- [Schriftliche Aufgabe 1]: Übertrage den Abschnitt der Datensätze, der mit der Zeile beginnt, die „trace: low stone“ enthält, und bis zum Ende der Datensätze reicht, in eine zweispaltige CSV mit den Spalten „anweisung“ und „antwort“. Lege pro Datensatz eine Zeile an, setze jedes Feld in Anführungszeichen und ersetze Zeilenumbrüche durch Leerzeichen.

- [Lesetext]:
:::

Etliche Journalisten tragen eine linke ideologische Brille oder wollen es nicht wahrhaben, daß unter dem Alt68er GEW-Mäntelchen auch noch andere Altlasten verborgen sind und bis heute mitwirken. Man denke nur an den DDR-Geschäftsführer der Rechtschreibkommission Dr. Klaus Heller, der die Öffentlichkeit laufend belügt, ohne daß ihm ein Journalist endlich einmal das Handwerk legt. Oder man denke an den Rostocker Reformer und DDR-Betonkopf Professor Dieter Nerius, der kürzlich in Bayern 2 seine alten Märchen erzählen durfte, ohne daß man ihm Professor Munske oder Professor Ickler (beide Uni Erlangen) entgegensetzte und hinzuschaltete, die seine Märchen leicht entlarvt hätten.
Hoffentlich wachen jetzt endlich die vielen Schläfer unter den deutschen Journalisten auf. Hannemann, geh du voran .... Der Springer-Konzern ist endlich aufgewacht. Aber in der Süddeutschen Zeitung will man einen Teil des DDR-Erbes Honeckers bewahren, das zugleich NS-Erbe ist.

:::

- [Schriftliche Aufgabe 2]: Welcher Universität ordnet der Lesetext die Professoren Munske und Ickler zu?

:::

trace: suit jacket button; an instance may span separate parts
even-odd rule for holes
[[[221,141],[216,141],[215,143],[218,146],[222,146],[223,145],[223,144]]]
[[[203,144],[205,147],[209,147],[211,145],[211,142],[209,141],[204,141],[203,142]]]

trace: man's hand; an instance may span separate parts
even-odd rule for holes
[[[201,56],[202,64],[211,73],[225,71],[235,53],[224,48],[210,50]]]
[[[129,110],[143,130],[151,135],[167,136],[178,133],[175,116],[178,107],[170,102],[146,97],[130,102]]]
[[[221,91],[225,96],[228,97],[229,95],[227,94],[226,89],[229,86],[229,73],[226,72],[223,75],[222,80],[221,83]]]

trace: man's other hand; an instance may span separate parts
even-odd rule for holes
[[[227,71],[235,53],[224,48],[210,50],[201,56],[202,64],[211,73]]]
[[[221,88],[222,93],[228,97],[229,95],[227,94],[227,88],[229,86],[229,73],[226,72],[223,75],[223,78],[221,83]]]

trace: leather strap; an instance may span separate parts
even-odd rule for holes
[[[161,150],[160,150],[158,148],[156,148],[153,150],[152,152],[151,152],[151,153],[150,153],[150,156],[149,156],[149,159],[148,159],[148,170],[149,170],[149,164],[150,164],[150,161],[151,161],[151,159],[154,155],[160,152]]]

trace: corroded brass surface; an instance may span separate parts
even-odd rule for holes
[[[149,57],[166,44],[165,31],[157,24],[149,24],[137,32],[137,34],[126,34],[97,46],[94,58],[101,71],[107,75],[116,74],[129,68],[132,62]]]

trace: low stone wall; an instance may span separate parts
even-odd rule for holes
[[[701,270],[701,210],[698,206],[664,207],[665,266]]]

:::

- [Schriftliche Antwort 1]:
anweisung,antwort
"trace: low stone wall; an instance may span separate parts even-odd rule for holes","[[[701,270],[701,210],[698,206],[664,207],[665,266]]]"

- [Schriftliche Antwort 2]: Der Uni Erlangen.